List of tasks
(1) In the pandas date-conversion thread, which module does the reply suggest for parsing date strings directly?
(2) Pick up the pandas date-conversion thread after its last line and continue it.

Source
Reputation: 191
I'm starting with python and pandas and matplotlib. I'm working with data with over million entries. I'm trying to change the date format. In CSV file date format is 23-JUN-11. I will like to use dates in future to plot amount of donation for each candidate. How to convert the date format to a readable format for pandas?
Here is the link to cut file 149 entries
%matplotlib
import matplotlib.pyplot as plt
import pandas as pd
import numpy as np
reader_bachmann = pd.read_csv('P00000001-ALL.csv' ,converters={'cand_id': lambda x: str(x)[1:]},parse_dates=True, squeeze=True, low_memory=False, nrows=411 )
date_frame = pd.DataFrame(reader_bachmann, columns = ['contb_receipt_dt'])
s = date_frame.iloc[:,0]
date_slice = pd.Series([s])
date_strip = date_slice.str.replace('JUN','6')
date = pd.to_datetime(s, format='%d%b%Y')
print(date_slice)
ValueError: could not convert string to float: '05-JUL-11'
Upvotes: 4
Views: 4574
Reputation: 118
As an alternative you can use dateutil.parser to parse dates containing string directly, I have created a random dataframe for demo.
l = []
for i in range(100):
l.append('23-JUN-11')
B = pd.DataFrame({'Date':l})

Data rows
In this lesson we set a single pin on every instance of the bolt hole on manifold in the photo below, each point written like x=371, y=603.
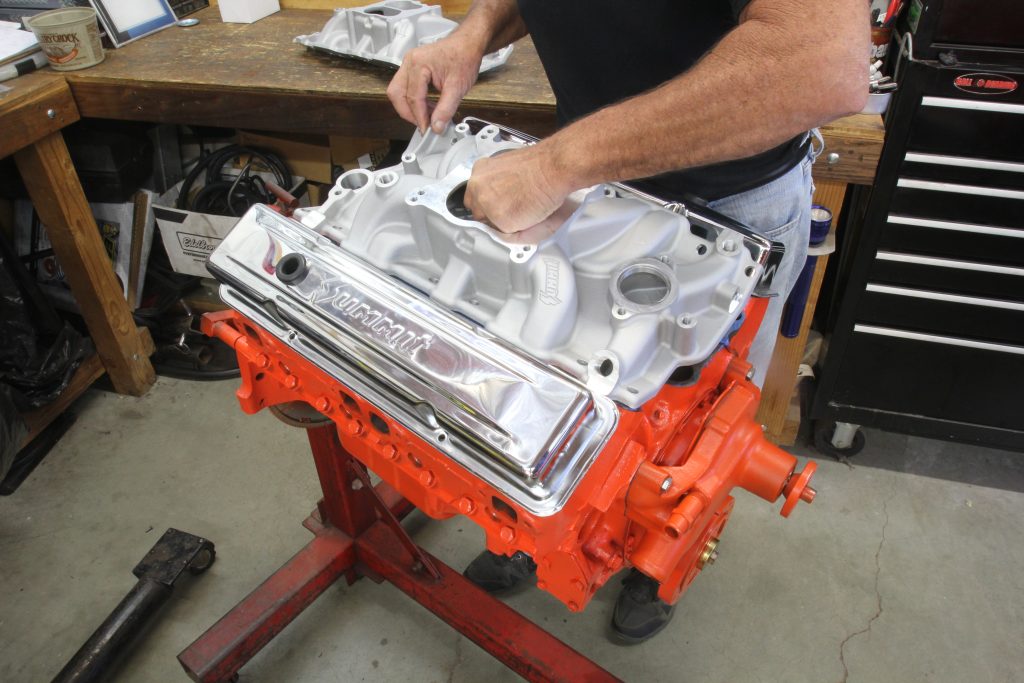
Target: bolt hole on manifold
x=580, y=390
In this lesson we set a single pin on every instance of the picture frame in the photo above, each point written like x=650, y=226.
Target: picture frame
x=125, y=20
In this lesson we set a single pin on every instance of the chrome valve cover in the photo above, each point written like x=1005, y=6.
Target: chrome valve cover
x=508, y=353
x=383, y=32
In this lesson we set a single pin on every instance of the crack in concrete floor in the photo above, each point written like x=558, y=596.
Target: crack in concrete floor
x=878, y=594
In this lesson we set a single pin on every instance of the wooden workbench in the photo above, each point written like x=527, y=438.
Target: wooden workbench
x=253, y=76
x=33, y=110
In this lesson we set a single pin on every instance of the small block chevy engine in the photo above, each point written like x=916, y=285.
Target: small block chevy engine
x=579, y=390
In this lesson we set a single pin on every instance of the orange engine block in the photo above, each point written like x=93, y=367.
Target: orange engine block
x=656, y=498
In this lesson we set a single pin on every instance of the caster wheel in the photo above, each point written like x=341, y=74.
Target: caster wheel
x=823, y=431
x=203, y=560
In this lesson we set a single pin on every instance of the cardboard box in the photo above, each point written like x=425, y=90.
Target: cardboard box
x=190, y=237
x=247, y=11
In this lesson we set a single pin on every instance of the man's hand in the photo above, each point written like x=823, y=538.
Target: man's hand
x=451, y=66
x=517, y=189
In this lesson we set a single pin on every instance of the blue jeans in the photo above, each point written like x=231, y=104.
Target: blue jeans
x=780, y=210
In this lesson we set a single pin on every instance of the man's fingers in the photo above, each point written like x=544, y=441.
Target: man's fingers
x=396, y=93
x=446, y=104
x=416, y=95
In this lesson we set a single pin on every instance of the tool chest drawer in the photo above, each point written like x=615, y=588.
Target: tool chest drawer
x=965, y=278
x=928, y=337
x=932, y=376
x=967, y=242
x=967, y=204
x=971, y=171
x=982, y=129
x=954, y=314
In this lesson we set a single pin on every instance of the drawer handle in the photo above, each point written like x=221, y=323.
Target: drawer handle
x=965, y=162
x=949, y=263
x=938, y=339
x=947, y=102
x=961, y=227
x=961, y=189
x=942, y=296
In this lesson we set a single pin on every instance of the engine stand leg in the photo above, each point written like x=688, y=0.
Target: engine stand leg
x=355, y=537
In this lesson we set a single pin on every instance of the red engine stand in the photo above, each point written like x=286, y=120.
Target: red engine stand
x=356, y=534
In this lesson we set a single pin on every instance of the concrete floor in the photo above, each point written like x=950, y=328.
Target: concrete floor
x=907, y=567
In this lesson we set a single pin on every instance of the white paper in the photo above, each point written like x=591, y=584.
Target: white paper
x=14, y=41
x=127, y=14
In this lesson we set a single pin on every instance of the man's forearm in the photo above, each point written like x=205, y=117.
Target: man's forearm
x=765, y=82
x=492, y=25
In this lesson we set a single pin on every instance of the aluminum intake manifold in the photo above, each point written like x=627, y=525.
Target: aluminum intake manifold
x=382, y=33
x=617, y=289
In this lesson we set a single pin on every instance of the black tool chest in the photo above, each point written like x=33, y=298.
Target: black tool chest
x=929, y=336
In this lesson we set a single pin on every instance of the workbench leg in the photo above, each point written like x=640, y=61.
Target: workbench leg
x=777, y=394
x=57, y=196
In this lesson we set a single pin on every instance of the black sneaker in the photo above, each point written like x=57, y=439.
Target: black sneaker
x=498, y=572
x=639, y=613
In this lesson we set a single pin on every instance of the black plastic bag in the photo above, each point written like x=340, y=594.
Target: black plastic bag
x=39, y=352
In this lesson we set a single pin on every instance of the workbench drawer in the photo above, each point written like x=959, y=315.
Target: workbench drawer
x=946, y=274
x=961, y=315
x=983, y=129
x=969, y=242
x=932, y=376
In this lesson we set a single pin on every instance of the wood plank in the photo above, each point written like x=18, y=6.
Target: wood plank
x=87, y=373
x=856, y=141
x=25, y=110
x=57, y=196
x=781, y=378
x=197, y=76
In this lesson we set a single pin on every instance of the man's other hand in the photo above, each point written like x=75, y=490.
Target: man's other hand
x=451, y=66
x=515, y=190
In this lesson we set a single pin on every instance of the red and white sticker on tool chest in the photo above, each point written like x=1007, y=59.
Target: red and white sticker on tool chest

Answers by task
(1) dateutil.parser

(2)
Now, Let's import dateutil.parser and apply it on our date column
import dateutil.parser
B['Date2'] = B['Date'].apply(lambda x : dateutil.parser.parse(x))
B.head()
Out[106]:
Date Date2
0 23-JUN-11 2011-06-23
1 23-JUN-11 2011-06-23
2 23-JUN-11 2011-06-23
3 23-JUN-11 2011-06-23
4 23-JUN-11 2011-06-23
Upvotes: 2
Reputation: 49812
You need to use a different date format string:
format='%d-%b-%y'
Why?
The error message gives a clue as to what is wrong:
ValueError: could not convert string to float: '05-JUL-11'
The format string controls the conversion, and is currently:
format='%d%b%Y'
And the fields needed are:
%y - year without a century (range 00 to 99)
%b - abbreviated month name
%d - day of the month (01 to 31)
What is missing is the -
that are separating the field in your data string, and the y
for a two digit year instead of the current Y
for a four digit year.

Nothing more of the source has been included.